Things I Wish I knew Before Enrolling at UCSC
By Tierney Elizabeth Werner
Unigo Campus Rep at UCSC
When most people think of Santa Cruz, they think tiny hippy beach town. Or at least that was the impression I was under when I applied to UCSC. I was thinking surfers, dread locks, and lots of greenery. I was stoked to meet different people from different states, with various backgrounds and cultures. While there are many different types of personalities at Santa Cruz,
Kelly Rourke, an environmental studies major and one of the only out of state students I have met, agreed with that same sentiment. “Their isn’t much diversity on campus, and there definitely is a lack of people of color. There are also a lot of kids from Southern California, especially L.A. area.” The campus student government is actually trying to address the lack of diversity on all of the UC campuses. Santa Cruz has the least diversity of all the campuses, and it is at the top of the list of issues for our Student government this year.
Pearl Engler, a marine biology major was impressed to find out how politically active the student body was. “I knew that Santa Cruz had an amazing science program. It’s location and the amazing outdoors make it perfect for science majors, so I assumed that it was an environmentally liberal school. I was most shocked to find out about our activist connections. So many of the students are involved in some sort of politically affiliated club or organization. It’s nice to be around smart, opinionated people who are actually trying to make a difference in the world.”
Kelly Stanley, a bio major and recent transfer student from UC Santa Barbara had a different idea of what Santa Cruz was about. “I feel as if Santa Cruz and Santa Barbara always had a kind of competition going, and different ideas of each others social scenes. Everyone from Santa Cruz thinks we’re alcoholics, and everyone from Santa Barbara thinks you’re potheads. After being at Santa Cruz for a while I realize that neither place is as dramatic as their reputations hold them to be. People party everywhere, and that’s just college.”
Santa Cruz has many stereotypes that are pretty easily taken to heart. Each of the colleges has their own cliché, as does Santa Cruz as a campus. The various personalities and activities are what makes Santa Cruz truly interesting, and as long as it keeps attracting the same outgoing, unique, crowd it will remain an exciting and fun school.

=== MATERIAL SUPPLIED ===
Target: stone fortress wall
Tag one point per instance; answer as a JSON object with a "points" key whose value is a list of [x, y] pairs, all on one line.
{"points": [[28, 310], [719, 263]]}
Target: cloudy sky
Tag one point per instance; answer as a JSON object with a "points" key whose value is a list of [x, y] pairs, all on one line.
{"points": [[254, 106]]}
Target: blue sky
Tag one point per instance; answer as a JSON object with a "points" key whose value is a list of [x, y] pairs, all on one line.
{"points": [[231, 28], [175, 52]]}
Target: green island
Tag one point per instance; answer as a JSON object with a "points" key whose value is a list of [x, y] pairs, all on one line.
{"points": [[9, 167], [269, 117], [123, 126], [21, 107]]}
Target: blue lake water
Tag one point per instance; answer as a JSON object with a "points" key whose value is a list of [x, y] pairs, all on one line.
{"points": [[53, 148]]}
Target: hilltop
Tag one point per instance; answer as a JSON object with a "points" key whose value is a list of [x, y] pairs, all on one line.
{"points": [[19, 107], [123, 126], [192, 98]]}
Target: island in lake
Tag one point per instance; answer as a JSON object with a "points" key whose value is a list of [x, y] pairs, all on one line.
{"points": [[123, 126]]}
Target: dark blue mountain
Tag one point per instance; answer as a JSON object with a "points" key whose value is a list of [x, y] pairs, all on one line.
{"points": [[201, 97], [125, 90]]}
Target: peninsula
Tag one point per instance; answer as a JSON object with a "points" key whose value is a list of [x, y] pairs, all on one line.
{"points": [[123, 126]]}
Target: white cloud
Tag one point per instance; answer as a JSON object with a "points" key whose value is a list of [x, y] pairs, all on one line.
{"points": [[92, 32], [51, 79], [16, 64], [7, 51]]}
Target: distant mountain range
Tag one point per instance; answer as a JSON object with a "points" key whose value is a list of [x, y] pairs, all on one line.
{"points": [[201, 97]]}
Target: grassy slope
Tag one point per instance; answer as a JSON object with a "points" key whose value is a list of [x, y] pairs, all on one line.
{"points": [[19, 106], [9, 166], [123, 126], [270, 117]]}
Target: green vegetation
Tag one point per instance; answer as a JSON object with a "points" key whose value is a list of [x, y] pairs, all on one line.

=== REQUIRED TASKS ===
1) List each student quoted in the UCSC article, along with that student's major.
2) In the UCSC article, copy everything from "Kelly Stanley, a" down to "and fun school.", swapping "Santa Barbara" for "San Diego" each time it occurs.
The data above can be set aside.

=== SOLUTIONS BY TASK ===
1)
Kelly Rourke: environmental studies
Pearl Engler: marine biology
Kelly Stanley: bio

2)
Kelly Stanley, a bio major and recent transfer student from UC San Diego had a different idea of what Santa Cruz was about. “I feel as if Santa Cruz and San Diego always had a kind of competition going, and different ideas of each others social scenes. Everyone from Santa Cruz thinks we’re alcoholics, and everyone from San Diego thinks you’re potheads. After being at Santa Cruz for a while I realize that neither place is as dramatic as their reputations hold them to be. People party everywhere, and that’s just college.”
Santa Cruz has many stereotypes that are pretty easily taken to heart. Each of the colleges has their own cliché, as does Santa Cruz as a campus. The various personalities and activities are what makes Santa Cruz truly interesting, and as long as it keeps attracting the same outgoing, unique, crowd it will remain an exciting and fun school.